WHAT YOU NEED TO DO –
Express the rows below as a JSON list of strings, taking everything from the line containing "of the rope" down to the line containing "x=266 y=237", both included. Make one string per line and leave out blank lines.

GIVEN ENTRIES –
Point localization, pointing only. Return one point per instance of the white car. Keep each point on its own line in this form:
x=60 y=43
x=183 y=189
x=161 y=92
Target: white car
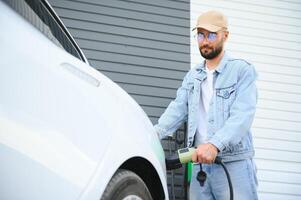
x=67 y=131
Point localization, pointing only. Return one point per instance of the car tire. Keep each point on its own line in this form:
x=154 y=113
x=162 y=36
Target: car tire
x=126 y=185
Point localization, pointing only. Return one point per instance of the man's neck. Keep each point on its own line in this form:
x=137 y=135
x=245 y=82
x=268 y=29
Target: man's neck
x=213 y=63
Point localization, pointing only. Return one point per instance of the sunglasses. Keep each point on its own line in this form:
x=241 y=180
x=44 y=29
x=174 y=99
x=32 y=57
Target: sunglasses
x=211 y=36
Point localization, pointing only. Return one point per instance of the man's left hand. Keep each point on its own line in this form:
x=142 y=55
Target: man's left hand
x=205 y=153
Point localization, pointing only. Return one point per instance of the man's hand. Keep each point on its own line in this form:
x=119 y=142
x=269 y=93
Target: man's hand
x=205 y=153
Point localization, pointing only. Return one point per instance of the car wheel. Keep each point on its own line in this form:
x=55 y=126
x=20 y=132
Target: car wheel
x=126 y=185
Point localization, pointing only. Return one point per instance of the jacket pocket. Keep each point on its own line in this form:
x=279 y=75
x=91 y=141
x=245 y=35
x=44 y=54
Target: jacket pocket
x=225 y=98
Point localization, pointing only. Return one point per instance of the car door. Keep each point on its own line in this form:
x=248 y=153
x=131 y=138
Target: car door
x=46 y=107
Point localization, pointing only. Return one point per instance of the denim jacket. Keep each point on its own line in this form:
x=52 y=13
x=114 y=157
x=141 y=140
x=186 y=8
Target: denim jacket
x=231 y=110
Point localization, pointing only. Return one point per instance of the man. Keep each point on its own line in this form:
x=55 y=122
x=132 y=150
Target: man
x=218 y=99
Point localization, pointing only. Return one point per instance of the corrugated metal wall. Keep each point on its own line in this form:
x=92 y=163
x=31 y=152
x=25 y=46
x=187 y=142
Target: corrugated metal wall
x=141 y=45
x=268 y=34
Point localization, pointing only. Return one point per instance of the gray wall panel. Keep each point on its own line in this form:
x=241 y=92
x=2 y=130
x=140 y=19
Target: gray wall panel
x=141 y=45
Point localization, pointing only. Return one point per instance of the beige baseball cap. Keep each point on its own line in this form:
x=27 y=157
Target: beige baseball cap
x=212 y=21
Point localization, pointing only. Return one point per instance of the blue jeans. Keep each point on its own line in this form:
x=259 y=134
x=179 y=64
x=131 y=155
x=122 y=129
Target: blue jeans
x=243 y=177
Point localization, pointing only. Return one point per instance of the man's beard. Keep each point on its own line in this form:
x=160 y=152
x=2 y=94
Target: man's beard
x=214 y=53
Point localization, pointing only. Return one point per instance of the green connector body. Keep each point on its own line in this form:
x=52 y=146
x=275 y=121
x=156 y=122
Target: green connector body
x=185 y=155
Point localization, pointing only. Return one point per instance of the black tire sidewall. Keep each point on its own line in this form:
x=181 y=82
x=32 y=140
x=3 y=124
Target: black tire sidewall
x=125 y=183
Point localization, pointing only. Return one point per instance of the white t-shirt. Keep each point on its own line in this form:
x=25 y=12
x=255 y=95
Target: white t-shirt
x=207 y=92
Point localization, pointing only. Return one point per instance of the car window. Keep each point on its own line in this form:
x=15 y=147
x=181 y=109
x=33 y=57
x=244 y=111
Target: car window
x=35 y=12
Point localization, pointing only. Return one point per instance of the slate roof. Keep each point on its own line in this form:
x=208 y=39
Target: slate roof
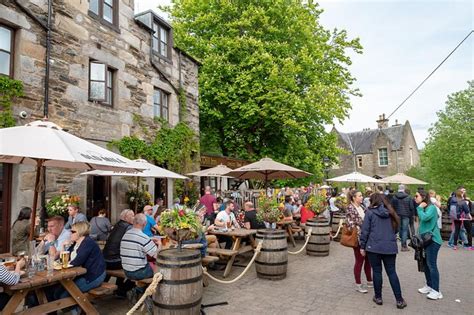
x=362 y=141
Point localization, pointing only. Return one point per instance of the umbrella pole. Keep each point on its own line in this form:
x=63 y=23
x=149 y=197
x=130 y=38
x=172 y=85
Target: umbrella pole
x=39 y=167
x=136 y=201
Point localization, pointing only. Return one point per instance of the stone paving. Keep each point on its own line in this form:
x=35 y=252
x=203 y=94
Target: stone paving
x=325 y=285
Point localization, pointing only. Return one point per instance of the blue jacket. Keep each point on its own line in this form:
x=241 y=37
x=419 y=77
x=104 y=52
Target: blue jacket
x=377 y=235
x=90 y=257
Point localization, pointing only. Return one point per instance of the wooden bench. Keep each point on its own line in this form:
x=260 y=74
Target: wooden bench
x=103 y=290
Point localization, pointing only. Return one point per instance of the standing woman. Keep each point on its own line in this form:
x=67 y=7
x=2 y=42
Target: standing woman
x=378 y=241
x=428 y=216
x=355 y=217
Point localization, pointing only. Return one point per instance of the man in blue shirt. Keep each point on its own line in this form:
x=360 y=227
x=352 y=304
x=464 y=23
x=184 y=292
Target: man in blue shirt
x=150 y=222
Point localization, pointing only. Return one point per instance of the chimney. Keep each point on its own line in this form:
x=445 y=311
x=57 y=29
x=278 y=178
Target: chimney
x=382 y=122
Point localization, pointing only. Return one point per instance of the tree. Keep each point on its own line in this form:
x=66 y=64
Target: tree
x=271 y=78
x=448 y=156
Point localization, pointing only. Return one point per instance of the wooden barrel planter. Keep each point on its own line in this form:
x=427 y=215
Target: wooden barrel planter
x=318 y=244
x=180 y=290
x=272 y=262
x=446 y=227
x=337 y=217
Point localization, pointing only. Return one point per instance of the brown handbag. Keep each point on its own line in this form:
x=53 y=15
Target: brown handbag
x=349 y=237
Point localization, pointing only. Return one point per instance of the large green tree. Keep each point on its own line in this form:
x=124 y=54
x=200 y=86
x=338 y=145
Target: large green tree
x=271 y=77
x=448 y=156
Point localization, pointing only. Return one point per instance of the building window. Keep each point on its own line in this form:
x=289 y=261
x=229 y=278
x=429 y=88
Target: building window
x=104 y=10
x=161 y=39
x=160 y=104
x=383 y=157
x=6 y=50
x=101 y=83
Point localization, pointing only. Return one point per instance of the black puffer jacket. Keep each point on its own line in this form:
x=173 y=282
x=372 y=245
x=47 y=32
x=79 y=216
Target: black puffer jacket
x=403 y=204
x=111 y=249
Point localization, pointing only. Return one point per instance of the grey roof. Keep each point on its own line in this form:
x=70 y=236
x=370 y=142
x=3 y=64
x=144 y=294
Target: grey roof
x=362 y=141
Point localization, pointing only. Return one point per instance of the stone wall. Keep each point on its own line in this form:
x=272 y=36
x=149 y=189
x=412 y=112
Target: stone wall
x=76 y=39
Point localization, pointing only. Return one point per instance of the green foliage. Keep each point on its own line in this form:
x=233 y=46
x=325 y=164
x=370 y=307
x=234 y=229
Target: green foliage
x=447 y=159
x=9 y=89
x=271 y=78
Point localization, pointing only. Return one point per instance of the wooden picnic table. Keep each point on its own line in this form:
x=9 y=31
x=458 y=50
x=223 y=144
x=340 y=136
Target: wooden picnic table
x=286 y=225
x=237 y=236
x=40 y=282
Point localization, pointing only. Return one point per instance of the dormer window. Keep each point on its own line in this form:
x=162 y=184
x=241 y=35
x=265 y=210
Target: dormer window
x=106 y=11
x=161 y=40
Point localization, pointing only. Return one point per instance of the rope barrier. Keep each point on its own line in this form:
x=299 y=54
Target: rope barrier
x=149 y=291
x=308 y=235
x=257 y=251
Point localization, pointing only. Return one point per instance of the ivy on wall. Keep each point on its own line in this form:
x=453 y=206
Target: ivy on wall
x=9 y=89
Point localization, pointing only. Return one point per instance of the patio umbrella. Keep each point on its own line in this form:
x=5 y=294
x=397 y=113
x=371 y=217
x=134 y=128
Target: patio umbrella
x=216 y=171
x=43 y=143
x=149 y=170
x=354 y=177
x=401 y=178
x=266 y=169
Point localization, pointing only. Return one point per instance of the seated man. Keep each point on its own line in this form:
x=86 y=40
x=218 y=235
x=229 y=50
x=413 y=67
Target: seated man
x=250 y=218
x=134 y=248
x=56 y=238
x=74 y=216
x=111 y=250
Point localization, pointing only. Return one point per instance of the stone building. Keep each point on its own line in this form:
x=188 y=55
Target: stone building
x=379 y=152
x=108 y=66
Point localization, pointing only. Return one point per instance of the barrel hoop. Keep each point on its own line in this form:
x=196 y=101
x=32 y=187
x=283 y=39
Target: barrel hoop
x=198 y=263
x=184 y=281
x=177 y=307
x=272 y=264
x=271 y=275
x=194 y=256
x=274 y=249
x=266 y=237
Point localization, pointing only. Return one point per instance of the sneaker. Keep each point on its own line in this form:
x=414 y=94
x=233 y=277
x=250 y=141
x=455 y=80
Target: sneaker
x=425 y=290
x=401 y=304
x=434 y=295
x=361 y=289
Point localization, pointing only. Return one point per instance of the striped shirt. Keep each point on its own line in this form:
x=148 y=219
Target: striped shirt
x=7 y=277
x=134 y=247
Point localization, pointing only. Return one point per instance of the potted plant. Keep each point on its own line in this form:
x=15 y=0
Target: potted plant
x=180 y=224
x=58 y=204
x=268 y=212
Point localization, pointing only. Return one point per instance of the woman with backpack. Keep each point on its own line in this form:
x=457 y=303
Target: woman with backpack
x=459 y=212
x=428 y=216
x=379 y=242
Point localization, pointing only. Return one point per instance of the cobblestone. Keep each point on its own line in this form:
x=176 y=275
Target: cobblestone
x=325 y=285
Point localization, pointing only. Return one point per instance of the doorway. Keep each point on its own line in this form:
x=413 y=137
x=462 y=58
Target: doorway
x=5 y=206
x=98 y=195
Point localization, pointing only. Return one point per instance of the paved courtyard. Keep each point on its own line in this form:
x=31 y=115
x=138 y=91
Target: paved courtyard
x=325 y=285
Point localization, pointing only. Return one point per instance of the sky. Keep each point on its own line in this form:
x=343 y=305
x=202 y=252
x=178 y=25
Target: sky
x=403 y=41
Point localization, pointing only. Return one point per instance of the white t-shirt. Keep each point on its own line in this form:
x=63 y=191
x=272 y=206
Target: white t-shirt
x=223 y=217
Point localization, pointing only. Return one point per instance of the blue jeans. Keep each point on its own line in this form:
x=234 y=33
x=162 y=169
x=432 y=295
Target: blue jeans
x=144 y=273
x=431 y=266
x=82 y=284
x=403 y=230
x=389 y=264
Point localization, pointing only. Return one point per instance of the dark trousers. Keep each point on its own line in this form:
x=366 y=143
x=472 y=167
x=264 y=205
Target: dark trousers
x=388 y=261
x=359 y=262
x=431 y=266
x=122 y=285
x=467 y=226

RESULT FOR THIS TASK –
[
  "Point localization, pointing only. Return one point per instance of the rope barrier. Keep each point on its own line in this form:",
  "x=299 y=54",
  "Target: rope barrier",
  "x=149 y=291",
  "x=308 y=235",
  "x=257 y=251",
  "Point localization, pointing only. Return one point per instance of the ivy on wall. Keep each point on its own line in this form:",
  "x=453 y=206",
  "Target: ivy on wall",
  "x=9 y=89",
  "Point localization, pointing only. Return one point per instance of the patio umbrella. Keep each point on its own line in this form:",
  "x=5 y=294",
  "x=397 y=113",
  "x=371 y=217",
  "x=134 y=128",
  "Target: patio umbrella",
  "x=216 y=171",
  "x=43 y=143",
  "x=149 y=170",
  "x=354 y=177",
  "x=401 y=178",
  "x=266 y=169",
  "Point localization, pointing only. Return one point per instance of the seated man. Keep each point on its own line in this form:",
  "x=86 y=40",
  "x=218 y=235",
  "x=229 y=50",
  "x=413 y=67",
  "Target: seated man",
  "x=250 y=218",
  "x=134 y=248",
  "x=56 y=238",
  "x=74 y=216",
  "x=111 y=250",
  "Point localization, pointing only. Return one point per instance of the stone building. Keep each point on its own line in this form:",
  "x=188 y=55",
  "Target: stone building",
  "x=379 y=152",
  "x=108 y=66",
  "Point localization, pointing only. Return one point per instance of the barrel hoop. Keep each point on its own line in this form:",
  "x=196 y=101",
  "x=32 y=187",
  "x=283 y=39",
  "Target: barrel hoop",
  "x=198 y=263",
  "x=184 y=281",
  "x=177 y=307",
  "x=272 y=264",
  "x=271 y=275",
  "x=194 y=256",
  "x=274 y=249",
  "x=266 y=237"
]